Required actions ▸
(a) Summarize the tax and elder law blog in two sentences.
(b) According to the tax and elder law blog, what will happen to the floor for deducting medical expenses starting in 2013?

Excerpted passage ▸
────────────────────
Thursday, April 22, 2010

Congress to Increase Taxes on Individuals

With the passage of the new Patient Protection and Affordable Care Act, starting in 2013 the new law provides for 3.8% tax on “Net Investment Income” to help pay for nearly $1 Trillion in spending under the health care legislation. This has now been labeled the“Medicare Tax”.

For individuals, this 3.8% additional tax is imposed on the lesser of:
(i) Net Investment Income; or,
(ii) Modified adjusted gross income exceeding $250,000 for married couples filing jointly or $200,000 for single tax payers.

This 3.8% tax increase also implies to Net Investment Income of trusts.

Net Investment Income encompasses interest, dividends, capital gains (other than income from an active trader business not primarily engaged in investment trading activity), rent and royalties as reduced for applicable specific deductions.

It appears that tax exempt interest from municipal bonds and similar investments will not be subject to this tax. Also exempt are distributions from IRAs and qualified retirements plans such as 401(k) and profit sharing plans.

With the ending of the Bush tax cuts which are scheduled to expire at the end of 2010 long term capital gains rates will increase next year from 15% to 20% and dividend rates will again be taxed as ordinary income starting next year. With the corresponding expiration of the cuts in ordinary income tax rates, the top rate on dividends will be 39.6% (federal). This will be a resumption of the Clinton-era top income tax rate.

In addition, starting in 2013 the new law increases the 1.45% Medicare portion of FICA taxes by .9% on wages exceeding $250,000 for married couples jointly or $200,000 for single taxpayers. Also, starting in 2013 (and in 2017 for individuals and their spouses age 65 or older) the floor for deducting medical expenses will increase from 7.5% to 10% of adjusted gross income.

However, twenty (20) states have now filed suit to overturn the new law on constitutional grounds. Where this will end up is anyone’s guess at this point? Very few such constitutional challenges are successful. What is apparent is that the trend of current tax law will create significant increases in many individual’s personal income taxes at almost all levels. The need for efficient tax planning is now even more necessary for the preservation of one’s wealth.

Tuesday, April 20, 2010

Community Spouse Owned Annuities are no longer available resources for Medicaid Purposes

In a decision on April 20, 2010 out of the Western District of the Missouri Court of Appeals, the appellate court reversed the trial court and barred the Missouri State Family Support Division from counting a community spouse's ownership of a commercial annuity as an "available resource" to disqualify an institutionalized spouse from Medicaid assistance. The court found that treating a community spouse's income stream from a commercial annuity as an available resource which denied coverage for the institutionalized spouse for Medicaid assistance was a violation of federal Medicaid law.

Monday, April 5, 2010

Creditor Protection Benefit of the Stand Alone IRA Beneficiary Trust

In a recent bankruptcy court decision out of the Eastern District of Texas (In re: Chilton) the court found that an inherited IRA is not the equivalent to an IRA for purposes of determining whether the account contains “retirement funds” that may be exempted from the bankruptcy estate under U.S.C. §522(d)(12).
────────────────────
(Referring expression pointing data)
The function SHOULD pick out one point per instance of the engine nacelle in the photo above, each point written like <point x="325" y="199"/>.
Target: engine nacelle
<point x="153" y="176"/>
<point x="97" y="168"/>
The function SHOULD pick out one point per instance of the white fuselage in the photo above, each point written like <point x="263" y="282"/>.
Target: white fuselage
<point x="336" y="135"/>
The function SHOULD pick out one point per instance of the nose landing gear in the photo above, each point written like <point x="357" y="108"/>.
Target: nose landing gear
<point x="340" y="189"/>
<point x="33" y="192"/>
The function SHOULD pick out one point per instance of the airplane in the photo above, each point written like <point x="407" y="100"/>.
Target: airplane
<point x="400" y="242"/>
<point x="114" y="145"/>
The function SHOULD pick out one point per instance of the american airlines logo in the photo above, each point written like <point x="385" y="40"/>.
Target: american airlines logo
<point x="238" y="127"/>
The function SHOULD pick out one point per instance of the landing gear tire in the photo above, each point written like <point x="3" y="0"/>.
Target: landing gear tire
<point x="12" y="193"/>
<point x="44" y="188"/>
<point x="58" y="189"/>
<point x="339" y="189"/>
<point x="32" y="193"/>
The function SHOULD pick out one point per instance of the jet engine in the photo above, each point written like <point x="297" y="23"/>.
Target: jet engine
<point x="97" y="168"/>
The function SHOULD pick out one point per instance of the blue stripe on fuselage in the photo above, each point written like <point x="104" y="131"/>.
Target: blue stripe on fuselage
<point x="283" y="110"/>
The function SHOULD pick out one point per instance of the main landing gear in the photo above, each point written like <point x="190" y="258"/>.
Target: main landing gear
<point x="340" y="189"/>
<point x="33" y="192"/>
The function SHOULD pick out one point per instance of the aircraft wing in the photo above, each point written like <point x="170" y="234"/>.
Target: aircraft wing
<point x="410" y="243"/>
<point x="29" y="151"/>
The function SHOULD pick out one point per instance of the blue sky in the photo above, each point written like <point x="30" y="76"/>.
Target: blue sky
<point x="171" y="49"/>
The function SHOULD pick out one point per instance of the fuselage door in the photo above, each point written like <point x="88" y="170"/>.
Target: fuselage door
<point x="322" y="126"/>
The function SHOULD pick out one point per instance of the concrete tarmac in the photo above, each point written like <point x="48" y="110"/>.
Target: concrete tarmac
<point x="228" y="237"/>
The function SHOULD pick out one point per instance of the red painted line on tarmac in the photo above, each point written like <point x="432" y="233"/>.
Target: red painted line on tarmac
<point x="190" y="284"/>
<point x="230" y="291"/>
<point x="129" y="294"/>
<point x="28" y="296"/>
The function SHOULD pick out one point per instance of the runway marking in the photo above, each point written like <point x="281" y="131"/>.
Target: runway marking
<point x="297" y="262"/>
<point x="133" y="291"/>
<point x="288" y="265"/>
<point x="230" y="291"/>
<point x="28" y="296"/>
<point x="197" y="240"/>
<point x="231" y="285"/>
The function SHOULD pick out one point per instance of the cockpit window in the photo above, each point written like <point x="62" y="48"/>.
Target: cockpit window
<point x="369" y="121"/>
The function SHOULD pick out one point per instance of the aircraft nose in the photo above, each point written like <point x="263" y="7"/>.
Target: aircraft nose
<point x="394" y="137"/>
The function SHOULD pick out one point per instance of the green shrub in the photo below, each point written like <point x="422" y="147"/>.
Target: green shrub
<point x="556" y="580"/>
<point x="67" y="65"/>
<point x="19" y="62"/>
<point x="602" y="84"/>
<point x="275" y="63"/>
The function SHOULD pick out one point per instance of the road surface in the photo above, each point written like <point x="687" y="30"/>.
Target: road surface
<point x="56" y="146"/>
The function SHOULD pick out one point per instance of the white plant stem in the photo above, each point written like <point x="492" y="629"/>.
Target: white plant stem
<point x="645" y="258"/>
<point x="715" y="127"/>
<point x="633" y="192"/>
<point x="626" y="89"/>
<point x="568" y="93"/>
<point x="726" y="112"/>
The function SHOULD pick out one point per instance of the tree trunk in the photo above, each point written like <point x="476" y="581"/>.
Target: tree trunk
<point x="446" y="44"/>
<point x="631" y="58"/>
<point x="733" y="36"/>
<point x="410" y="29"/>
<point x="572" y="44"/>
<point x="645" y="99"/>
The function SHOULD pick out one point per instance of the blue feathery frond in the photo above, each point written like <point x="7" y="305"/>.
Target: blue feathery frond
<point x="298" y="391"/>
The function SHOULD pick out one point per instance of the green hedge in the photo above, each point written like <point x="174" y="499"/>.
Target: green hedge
────────────────────
Solutions below ▸
(a) Starting in 2013, the new health care law imposes a 3.8% tax on net investment income for higher-income individuals and for trusts, and other tax increases include higher capital gains and dividend rates once the Bush tax cuts expire. A Missouri appeals court ruled that a community spouse's commercial annuity cannot be counted as an available resource for Medicaid, and a Texas bankruptcy court held that an inherited IRA is not the equivalent of an IRA for exemption purposes.

(b) It will increase from 7.5% to 10% of adjusted gross income.